**Input data**

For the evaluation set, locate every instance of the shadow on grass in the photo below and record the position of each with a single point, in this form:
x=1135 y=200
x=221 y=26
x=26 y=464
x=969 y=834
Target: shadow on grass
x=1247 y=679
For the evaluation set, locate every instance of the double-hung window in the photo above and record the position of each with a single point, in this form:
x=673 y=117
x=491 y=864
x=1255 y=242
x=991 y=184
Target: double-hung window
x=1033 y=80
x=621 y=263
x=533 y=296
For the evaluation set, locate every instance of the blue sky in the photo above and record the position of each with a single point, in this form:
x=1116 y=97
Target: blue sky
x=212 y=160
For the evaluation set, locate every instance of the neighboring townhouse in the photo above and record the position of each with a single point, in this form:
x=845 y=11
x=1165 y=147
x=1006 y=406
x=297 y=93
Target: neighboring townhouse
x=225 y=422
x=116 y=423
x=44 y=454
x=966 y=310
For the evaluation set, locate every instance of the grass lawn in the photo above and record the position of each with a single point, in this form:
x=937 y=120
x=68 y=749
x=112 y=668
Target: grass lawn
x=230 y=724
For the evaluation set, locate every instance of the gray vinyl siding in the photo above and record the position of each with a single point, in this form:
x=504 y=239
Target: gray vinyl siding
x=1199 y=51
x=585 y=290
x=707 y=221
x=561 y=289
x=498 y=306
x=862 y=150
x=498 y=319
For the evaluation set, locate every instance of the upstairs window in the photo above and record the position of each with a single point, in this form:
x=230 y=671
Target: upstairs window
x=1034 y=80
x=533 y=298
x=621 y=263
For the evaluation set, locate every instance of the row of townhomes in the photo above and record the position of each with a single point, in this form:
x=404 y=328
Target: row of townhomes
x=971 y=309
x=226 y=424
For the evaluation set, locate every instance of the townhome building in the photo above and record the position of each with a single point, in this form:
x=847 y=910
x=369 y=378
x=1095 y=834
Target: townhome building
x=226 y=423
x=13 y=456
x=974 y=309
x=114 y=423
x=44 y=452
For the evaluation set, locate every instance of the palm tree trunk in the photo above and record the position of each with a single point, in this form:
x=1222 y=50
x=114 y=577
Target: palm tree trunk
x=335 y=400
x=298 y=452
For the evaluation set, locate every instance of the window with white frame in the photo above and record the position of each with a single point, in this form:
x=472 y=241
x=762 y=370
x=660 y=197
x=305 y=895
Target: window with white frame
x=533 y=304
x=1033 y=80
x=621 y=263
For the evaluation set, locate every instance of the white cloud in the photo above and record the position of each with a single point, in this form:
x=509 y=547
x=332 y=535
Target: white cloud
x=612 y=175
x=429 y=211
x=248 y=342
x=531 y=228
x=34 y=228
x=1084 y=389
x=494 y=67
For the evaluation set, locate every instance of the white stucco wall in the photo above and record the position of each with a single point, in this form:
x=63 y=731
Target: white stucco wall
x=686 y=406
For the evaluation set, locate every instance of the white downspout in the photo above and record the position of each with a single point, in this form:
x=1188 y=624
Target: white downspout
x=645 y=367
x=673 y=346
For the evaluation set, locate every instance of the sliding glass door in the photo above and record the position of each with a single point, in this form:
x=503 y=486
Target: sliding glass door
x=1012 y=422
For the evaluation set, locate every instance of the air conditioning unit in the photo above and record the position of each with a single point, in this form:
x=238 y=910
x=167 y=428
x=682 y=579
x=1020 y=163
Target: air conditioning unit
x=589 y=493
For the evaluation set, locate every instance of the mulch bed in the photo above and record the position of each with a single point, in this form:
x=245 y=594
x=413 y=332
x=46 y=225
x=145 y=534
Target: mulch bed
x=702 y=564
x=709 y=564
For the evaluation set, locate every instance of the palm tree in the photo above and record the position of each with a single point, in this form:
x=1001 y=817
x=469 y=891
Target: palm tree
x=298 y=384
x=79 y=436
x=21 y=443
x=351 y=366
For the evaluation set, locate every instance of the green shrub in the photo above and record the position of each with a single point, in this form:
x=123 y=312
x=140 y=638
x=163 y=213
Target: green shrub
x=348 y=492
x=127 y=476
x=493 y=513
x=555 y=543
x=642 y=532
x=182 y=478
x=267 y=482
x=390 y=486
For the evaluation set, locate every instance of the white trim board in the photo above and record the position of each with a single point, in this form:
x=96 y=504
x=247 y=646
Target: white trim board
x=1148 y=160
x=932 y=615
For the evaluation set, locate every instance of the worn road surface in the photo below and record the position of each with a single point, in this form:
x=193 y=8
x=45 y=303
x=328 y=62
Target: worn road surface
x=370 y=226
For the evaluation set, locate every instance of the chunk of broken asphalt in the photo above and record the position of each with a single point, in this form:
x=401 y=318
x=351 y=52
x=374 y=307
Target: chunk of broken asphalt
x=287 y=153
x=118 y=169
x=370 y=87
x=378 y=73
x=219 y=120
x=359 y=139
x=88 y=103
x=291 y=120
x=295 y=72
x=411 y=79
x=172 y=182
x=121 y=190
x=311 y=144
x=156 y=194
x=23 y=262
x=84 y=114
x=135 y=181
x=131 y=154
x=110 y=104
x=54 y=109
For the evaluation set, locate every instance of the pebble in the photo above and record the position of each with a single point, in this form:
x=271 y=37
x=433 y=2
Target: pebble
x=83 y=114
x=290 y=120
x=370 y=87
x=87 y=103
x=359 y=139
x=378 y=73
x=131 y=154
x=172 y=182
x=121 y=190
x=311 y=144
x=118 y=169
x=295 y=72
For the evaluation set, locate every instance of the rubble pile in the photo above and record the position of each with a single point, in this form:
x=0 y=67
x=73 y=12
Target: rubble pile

**Instructions to follow**
Reproduce every row above word for word, from the first through the last, without changing anything.

**Output below**
For the evaluation set, locate every instance of the shadow on grass in the photo below and record the position of each with a single point, in this form:
x=1135 y=200
x=221 y=26
x=26 y=464
x=969 y=834
Target: shadow on grass
x=1247 y=679
For the evaluation set, locate every instance of the double-hung window in the photo above and record the position of each with a single point, in this form:
x=673 y=117
x=491 y=864
x=1255 y=242
x=991 y=184
Target: double-hung window
x=1033 y=80
x=621 y=263
x=533 y=296
For the evaluation set, locate every instance of the blue sky in the photo above and record the position of each with a single point, in this form:
x=1116 y=97
Target: blue sky
x=212 y=160
For the evaluation set, locate every instance of the neighboring townhouse in the photo above and record the position of each with a single point, in this form:
x=845 y=11
x=1165 y=147
x=1006 y=406
x=297 y=93
Target: neighboring townhouse
x=225 y=422
x=116 y=423
x=44 y=454
x=966 y=310
For the evaluation set, locate every instance of the grass lawn in the photo above and record the position of each with a single point, in this form:
x=937 y=120
x=68 y=749
x=112 y=668
Target: grass lawn
x=230 y=724
For the evaluation set, locate every instance of the gray vinyl siding in the photo above and record the position of each with a single point, in this form:
x=504 y=239
Target: gray vinyl siding
x=1199 y=51
x=585 y=290
x=707 y=221
x=561 y=289
x=498 y=306
x=862 y=150
x=498 y=319
For the evaluation set, locate every instance of the upstairs window in the photo above and record the position of each with a single point, in this form:
x=230 y=671
Target: upstairs window
x=1034 y=80
x=533 y=298
x=621 y=263
For the evaluation set, locate every instance of the row of townhomes in the photo above and record the position of each with a single point, in this form:
x=404 y=328
Target: row of townhomes
x=971 y=309
x=226 y=424
For the evaluation set, locate every instance of the townhome building in the photo above and record the position of each with a single point, in this form:
x=847 y=910
x=369 y=378
x=1095 y=834
Target: townhome building
x=226 y=423
x=13 y=456
x=974 y=309
x=114 y=423
x=44 y=452
For the evaluation set, locate every instance of the palm tree trunk in the photo above and record the position of each with a single point, in this form:
x=1222 y=50
x=114 y=577
Target: palm tree trunk
x=335 y=400
x=298 y=452
For the evaluation set, locate every instance of the window with white frame in the photo above and record the position of each with a single point, in this form:
x=472 y=241
x=762 y=370
x=660 y=197
x=305 y=895
Target: window with white frame
x=533 y=304
x=1033 y=80
x=621 y=263
For the evaluation set, locate every instance of the white cloud in the photo above and record the position of each with a single point, in this form:
x=509 y=547
x=332 y=535
Target: white cloud
x=612 y=175
x=429 y=211
x=248 y=342
x=531 y=228
x=34 y=228
x=1084 y=389
x=494 y=67
For the evaluation set, locate every instance of the white stucco wall in the photo above and record the position of each with a single point, in this form:
x=63 y=731
Target: white stucco wall
x=686 y=406
For the evaluation set, locate every instance of the white downspout in the photo above and record the position of each with a single point, in this form:
x=1188 y=624
Target: white downspout
x=645 y=367
x=673 y=346
For the evaluation set, locate every instance of the sliding glass door in the photo above and record the position of each with a single point, in this form:
x=503 y=486
Target: sliding glass door
x=1012 y=422
For the evaluation set, locate every instance of the air conditioning unit in the photo above and record the position of each with a single point, in this form:
x=238 y=910
x=167 y=428
x=682 y=579
x=1020 y=163
Target: air conditioning unit
x=589 y=493
For the evaluation set, locate every instance of the mulch bed in the photo above and record the position of each with a single point, in this form:
x=245 y=594
x=413 y=332
x=46 y=225
x=145 y=534
Target: mulch bed
x=702 y=564
x=709 y=564
For the evaluation set, locate every instance of the palm tree in the photo above and record the position of each with a single point, in this form:
x=1001 y=817
x=469 y=891
Target: palm tree
x=298 y=384
x=79 y=436
x=21 y=443
x=351 y=366
For the evaluation set, locate every instance of the green shrub in the photo above and record the position of each with a single point, in this form:
x=123 y=312
x=140 y=638
x=163 y=213
Target: green shrub
x=348 y=492
x=127 y=476
x=493 y=513
x=555 y=543
x=642 y=532
x=182 y=478
x=267 y=482
x=390 y=486
For the evaluation set, locate every instance of the white trim board in the photo above and record the position of each with a single point, in this form:
x=96 y=504
x=247 y=646
Target: white trim board
x=1148 y=160
x=932 y=615
For the evaluation set, locate every instance of the worn road surface in the photo below and record the position of each with a single point, in this form:
x=193 y=8
x=45 y=303
x=328 y=62
Target: worn road surface
x=370 y=226
For the evaluation set, locate every instance of the chunk of broken asphalt in the photo above and record the position of each with a single point, in this form:
x=401 y=318
x=351 y=52
x=374 y=307
Target: chunk of broken asphalt
x=287 y=153
x=118 y=169
x=370 y=87
x=378 y=73
x=219 y=120
x=359 y=139
x=88 y=103
x=291 y=120
x=295 y=72
x=411 y=79
x=172 y=182
x=121 y=190
x=311 y=144
x=156 y=194
x=23 y=262
x=84 y=114
x=135 y=181
x=131 y=154
x=110 y=104
x=54 y=109
For the evaluation set, locate every instance of the pebble in the photo above and record the position of each with a single point, in this form:
x=271 y=37
x=433 y=2
Target: pebble
x=83 y=114
x=290 y=120
x=370 y=87
x=87 y=103
x=359 y=139
x=378 y=73
x=131 y=154
x=172 y=182
x=121 y=190
x=311 y=144
x=118 y=169
x=295 y=72
For the evaluation set, locate every instance of the rubble pile in the photo above and record the position of each with a single point, in this form:
x=0 y=67
x=73 y=12
Target: rubble pile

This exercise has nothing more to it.